--- start of DATA RECORDS ---
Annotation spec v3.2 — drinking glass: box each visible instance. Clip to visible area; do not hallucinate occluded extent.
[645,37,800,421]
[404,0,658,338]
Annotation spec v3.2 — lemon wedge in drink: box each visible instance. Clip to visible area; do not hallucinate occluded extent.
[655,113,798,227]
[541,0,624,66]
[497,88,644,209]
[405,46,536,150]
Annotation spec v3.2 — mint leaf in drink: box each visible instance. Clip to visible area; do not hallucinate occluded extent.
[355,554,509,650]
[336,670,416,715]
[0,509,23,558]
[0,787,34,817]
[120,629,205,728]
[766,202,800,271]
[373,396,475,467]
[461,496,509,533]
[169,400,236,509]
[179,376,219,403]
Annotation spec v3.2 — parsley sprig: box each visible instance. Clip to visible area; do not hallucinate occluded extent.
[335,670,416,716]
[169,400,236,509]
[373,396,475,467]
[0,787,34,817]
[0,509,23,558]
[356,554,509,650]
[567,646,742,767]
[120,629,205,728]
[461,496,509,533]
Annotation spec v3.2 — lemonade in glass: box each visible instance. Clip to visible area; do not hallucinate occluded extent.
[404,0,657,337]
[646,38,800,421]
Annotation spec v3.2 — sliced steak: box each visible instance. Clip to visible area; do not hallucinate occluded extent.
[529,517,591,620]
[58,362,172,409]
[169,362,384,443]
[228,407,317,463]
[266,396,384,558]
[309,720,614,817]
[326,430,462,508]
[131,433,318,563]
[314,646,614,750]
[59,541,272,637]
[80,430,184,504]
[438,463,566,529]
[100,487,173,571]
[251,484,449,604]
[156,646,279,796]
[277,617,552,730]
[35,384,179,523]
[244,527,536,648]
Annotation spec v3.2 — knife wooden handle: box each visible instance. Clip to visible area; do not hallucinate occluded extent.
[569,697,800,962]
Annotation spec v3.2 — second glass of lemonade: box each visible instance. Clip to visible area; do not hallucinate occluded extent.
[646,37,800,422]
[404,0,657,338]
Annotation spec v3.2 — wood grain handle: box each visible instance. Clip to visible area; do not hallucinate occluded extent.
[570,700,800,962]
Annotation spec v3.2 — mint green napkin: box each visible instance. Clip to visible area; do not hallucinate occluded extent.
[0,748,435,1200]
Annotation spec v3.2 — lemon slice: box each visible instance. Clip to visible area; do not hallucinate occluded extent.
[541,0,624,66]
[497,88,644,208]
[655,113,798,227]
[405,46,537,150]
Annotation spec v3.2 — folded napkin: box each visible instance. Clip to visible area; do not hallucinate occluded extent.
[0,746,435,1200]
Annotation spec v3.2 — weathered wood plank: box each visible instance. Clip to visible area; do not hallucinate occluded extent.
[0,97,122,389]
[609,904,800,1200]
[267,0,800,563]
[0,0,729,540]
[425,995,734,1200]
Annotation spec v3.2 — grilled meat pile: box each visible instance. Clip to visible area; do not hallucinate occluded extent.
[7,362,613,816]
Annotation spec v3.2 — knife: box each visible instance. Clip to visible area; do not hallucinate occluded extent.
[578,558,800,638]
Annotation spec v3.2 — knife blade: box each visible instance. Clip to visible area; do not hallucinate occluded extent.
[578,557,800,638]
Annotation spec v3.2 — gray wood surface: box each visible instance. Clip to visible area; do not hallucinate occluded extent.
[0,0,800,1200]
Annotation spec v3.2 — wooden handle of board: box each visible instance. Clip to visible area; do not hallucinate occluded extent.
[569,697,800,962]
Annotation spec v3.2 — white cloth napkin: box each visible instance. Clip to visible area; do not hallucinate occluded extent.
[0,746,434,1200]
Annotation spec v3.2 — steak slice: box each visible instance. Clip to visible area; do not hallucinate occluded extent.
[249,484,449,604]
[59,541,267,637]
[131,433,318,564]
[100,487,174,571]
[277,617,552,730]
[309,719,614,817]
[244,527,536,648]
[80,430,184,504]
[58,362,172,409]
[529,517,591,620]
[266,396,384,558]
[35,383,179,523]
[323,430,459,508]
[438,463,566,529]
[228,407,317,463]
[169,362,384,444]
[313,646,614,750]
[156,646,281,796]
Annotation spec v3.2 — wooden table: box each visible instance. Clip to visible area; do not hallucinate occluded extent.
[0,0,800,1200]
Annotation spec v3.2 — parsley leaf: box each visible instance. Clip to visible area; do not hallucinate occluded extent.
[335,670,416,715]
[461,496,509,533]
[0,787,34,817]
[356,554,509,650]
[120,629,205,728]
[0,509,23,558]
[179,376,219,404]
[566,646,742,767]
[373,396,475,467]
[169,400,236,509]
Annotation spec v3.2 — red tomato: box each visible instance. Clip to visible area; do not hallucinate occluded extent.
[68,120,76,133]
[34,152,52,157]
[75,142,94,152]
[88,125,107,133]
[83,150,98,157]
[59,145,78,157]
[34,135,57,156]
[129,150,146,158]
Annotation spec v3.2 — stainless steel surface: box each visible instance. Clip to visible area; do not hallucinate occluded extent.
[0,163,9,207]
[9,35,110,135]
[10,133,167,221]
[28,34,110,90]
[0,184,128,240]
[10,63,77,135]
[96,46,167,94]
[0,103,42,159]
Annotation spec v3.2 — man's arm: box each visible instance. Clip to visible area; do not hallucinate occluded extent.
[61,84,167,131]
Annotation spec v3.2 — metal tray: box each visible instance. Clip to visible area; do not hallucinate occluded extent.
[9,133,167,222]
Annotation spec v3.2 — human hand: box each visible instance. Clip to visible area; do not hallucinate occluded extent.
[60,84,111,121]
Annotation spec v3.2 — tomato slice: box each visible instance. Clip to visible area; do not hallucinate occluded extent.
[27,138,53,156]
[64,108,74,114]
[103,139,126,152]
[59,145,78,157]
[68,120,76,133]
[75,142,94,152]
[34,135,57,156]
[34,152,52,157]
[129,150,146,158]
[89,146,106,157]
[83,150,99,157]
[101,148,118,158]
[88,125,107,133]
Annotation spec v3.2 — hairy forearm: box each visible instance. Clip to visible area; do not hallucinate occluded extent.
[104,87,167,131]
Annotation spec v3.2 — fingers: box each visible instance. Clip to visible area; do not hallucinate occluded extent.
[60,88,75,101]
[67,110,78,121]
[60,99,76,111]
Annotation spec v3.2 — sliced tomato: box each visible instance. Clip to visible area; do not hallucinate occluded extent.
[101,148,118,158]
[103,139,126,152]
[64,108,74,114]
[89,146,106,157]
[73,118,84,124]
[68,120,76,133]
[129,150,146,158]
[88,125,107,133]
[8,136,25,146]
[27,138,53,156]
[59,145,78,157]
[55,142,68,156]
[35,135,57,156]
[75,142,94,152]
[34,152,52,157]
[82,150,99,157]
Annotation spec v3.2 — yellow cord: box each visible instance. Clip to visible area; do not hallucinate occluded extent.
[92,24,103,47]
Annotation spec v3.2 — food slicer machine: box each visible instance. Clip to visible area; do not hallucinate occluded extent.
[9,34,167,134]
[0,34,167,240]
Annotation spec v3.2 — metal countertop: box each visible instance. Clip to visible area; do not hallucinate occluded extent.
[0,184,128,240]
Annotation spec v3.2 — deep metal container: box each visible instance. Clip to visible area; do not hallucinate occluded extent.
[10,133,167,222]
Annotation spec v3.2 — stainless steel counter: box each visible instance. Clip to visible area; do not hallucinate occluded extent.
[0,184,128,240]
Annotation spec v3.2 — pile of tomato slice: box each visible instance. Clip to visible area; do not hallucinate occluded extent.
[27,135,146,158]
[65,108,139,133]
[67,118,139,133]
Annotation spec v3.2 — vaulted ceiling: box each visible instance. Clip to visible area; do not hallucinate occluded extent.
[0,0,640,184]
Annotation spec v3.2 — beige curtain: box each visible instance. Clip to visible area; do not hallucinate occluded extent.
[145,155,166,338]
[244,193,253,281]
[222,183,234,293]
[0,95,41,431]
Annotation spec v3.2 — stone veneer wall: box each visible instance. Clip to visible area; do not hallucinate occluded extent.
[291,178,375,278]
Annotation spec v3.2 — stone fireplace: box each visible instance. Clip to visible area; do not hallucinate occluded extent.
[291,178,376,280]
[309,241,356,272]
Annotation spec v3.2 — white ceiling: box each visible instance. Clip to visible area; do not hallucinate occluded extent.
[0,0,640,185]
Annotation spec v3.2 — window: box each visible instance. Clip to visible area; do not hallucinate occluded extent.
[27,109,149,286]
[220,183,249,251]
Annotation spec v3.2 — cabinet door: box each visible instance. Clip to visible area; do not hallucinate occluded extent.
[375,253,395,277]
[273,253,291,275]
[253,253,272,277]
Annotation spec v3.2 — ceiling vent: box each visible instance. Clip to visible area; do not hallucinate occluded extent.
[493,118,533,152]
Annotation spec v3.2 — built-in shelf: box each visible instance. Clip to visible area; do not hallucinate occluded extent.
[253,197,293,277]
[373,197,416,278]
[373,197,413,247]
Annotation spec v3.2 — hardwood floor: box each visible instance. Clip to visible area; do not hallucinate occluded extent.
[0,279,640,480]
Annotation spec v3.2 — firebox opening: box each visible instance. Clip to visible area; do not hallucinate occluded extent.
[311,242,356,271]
--- end of DATA RECORDS ---
TASK DIRECTIONS: Can you reproduce the listing from the line containing "Annotation spec v3.2 — folded" down to the line containing "[7,362,613,816]", changing "weathered wood plank" to "rustic wood plank" and leaving everything else untouched?

FINAL RESULT:
Annotation spec v3.2 — folded napkin: box each visible instance. Clip to visible area; do not hallucinate occluded extent.
[0,746,435,1200]
Annotation spec v3.2 — rustic wood plank: box each visible instance. Clip to visible area; do not hallucinate occluded extent.
[0,97,122,389]
[609,904,800,1200]
[267,0,800,563]
[0,0,729,540]
[425,995,734,1200]
Annotation spec v3.2 — grilled meat pile: box each visible instance. Clip to visible area; do not hallucinate occluded extent.
[7,362,613,816]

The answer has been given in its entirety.